= THE PROBLEM =
Which lines in the listing below contain the word "clicks"? Gather each of those lines and copy it out in full.

= RECORDS PROVIDED =
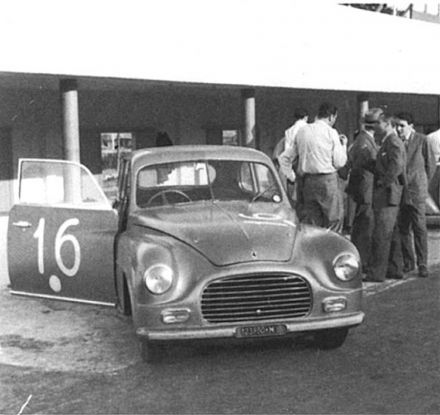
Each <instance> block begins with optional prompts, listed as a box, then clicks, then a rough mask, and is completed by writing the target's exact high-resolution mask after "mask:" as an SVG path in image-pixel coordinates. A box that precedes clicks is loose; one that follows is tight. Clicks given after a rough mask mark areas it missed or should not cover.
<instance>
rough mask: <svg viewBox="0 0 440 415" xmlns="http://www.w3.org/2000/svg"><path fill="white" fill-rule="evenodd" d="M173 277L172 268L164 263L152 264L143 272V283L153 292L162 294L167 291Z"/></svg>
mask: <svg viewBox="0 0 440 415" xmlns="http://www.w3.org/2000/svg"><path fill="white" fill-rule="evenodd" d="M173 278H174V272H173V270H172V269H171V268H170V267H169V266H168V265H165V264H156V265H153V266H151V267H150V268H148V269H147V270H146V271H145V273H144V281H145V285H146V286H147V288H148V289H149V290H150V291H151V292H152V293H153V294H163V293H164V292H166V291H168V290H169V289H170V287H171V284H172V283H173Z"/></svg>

...

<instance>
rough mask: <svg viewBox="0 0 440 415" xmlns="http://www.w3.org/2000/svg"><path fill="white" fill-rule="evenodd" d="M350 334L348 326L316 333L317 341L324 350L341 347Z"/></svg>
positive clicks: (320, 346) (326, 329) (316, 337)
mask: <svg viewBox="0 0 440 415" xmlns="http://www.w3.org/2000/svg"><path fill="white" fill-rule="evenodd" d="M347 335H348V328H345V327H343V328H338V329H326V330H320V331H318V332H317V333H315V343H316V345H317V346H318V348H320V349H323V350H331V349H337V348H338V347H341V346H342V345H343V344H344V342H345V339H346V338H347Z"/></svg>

= EXERCISE RESPONSE =
Each <instance> block begins with optional prompts, listed as a box, then clicks, then a rough mask, and is completed by writing the target's exact high-resolution mask after "mask:" as an SVG path in image-pixel coordinates. A box that precedes clicks is loose; one that follows is tight. Clicks given after a rough mask mark areas it missed or should not cover.
positive clicks: (320, 346) (326, 329) (316, 337)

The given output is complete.